— START Dataset excerpts —

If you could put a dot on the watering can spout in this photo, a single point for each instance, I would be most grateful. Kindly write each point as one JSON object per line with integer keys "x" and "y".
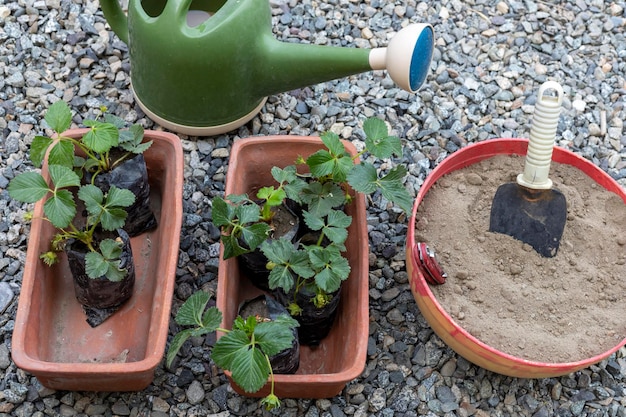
{"x": 214, "y": 75}
{"x": 407, "y": 59}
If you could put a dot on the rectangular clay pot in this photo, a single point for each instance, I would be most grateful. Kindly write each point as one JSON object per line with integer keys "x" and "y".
{"x": 325, "y": 370}
{"x": 51, "y": 338}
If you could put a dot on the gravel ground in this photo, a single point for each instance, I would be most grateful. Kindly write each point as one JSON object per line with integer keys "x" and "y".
{"x": 490, "y": 59}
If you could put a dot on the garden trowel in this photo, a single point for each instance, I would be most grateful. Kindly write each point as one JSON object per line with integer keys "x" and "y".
{"x": 531, "y": 210}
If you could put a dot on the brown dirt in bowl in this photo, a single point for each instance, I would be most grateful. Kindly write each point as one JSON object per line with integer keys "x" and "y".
{"x": 566, "y": 308}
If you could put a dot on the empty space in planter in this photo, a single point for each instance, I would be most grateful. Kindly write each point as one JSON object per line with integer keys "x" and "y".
{"x": 340, "y": 357}
{"x": 53, "y": 327}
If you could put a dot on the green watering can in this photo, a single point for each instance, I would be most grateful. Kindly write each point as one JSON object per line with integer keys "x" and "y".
{"x": 204, "y": 68}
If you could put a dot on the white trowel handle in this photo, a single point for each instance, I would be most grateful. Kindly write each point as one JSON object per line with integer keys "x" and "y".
{"x": 542, "y": 136}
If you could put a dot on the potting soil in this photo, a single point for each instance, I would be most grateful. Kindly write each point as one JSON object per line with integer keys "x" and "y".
{"x": 561, "y": 309}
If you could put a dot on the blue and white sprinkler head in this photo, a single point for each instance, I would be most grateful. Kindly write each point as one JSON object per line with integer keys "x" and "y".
{"x": 407, "y": 57}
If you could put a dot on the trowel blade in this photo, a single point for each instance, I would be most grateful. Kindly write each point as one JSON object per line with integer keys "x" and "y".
{"x": 533, "y": 217}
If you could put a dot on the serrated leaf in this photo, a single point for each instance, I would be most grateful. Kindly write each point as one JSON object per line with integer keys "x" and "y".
{"x": 101, "y": 137}
{"x": 93, "y": 198}
{"x": 60, "y": 209}
{"x": 312, "y": 221}
{"x": 62, "y": 153}
{"x": 331, "y": 266}
{"x": 248, "y": 365}
{"x": 38, "y": 149}
{"x": 273, "y": 337}
{"x": 114, "y": 120}
{"x": 190, "y": 313}
{"x": 287, "y": 260}
{"x": 28, "y": 187}
{"x": 110, "y": 249}
{"x": 321, "y": 198}
{"x": 280, "y": 277}
{"x": 248, "y": 213}
{"x": 63, "y": 176}
{"x": 59, "y": 116}
{"x": 284, "y": 175}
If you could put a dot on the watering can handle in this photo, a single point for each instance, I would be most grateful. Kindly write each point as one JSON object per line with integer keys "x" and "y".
{"x": 116, "y": 18}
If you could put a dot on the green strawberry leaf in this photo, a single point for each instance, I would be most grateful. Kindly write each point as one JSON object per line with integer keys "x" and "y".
{"x": 28, "y": 187}
{"x": 248, "y": 365}
{"x": 59, "y": 117}
{"x": 60, "y": 209}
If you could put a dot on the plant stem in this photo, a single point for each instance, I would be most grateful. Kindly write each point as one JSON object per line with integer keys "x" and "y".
{"x": 271, "y": 375}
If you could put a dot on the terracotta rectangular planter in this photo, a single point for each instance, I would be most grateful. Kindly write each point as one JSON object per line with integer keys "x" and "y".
{"x": 325, "y": 370}
{"x": 52, "y": 340}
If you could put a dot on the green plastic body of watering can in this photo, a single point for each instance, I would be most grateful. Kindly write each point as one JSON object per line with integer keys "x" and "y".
{"x": 211, "y": 77}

— END Dataset excerpts —

> _Job_
Reproduce the lines from the one containing "If you could put a dot on the terracotta" through the last line, substituting "container" for "planter" and leaving everything else unchanged.

> _Written response_
If you could put a dot on the terracotta rectangular container in this photo, a single point for each instance, I would be most grateful. Kindly write each point as one JSON object per line with integer keys "x" and "y".
{"x": 325, "y": 370}
{"x": 52, "y": 340}
If you could put a dot on the green plastic body of watering can in this photo, a single point for each instance, I would be most grateful. Kindly write each point as one JSON object per line with integer keys "x" and "y".
{"x": 211, "y": 77}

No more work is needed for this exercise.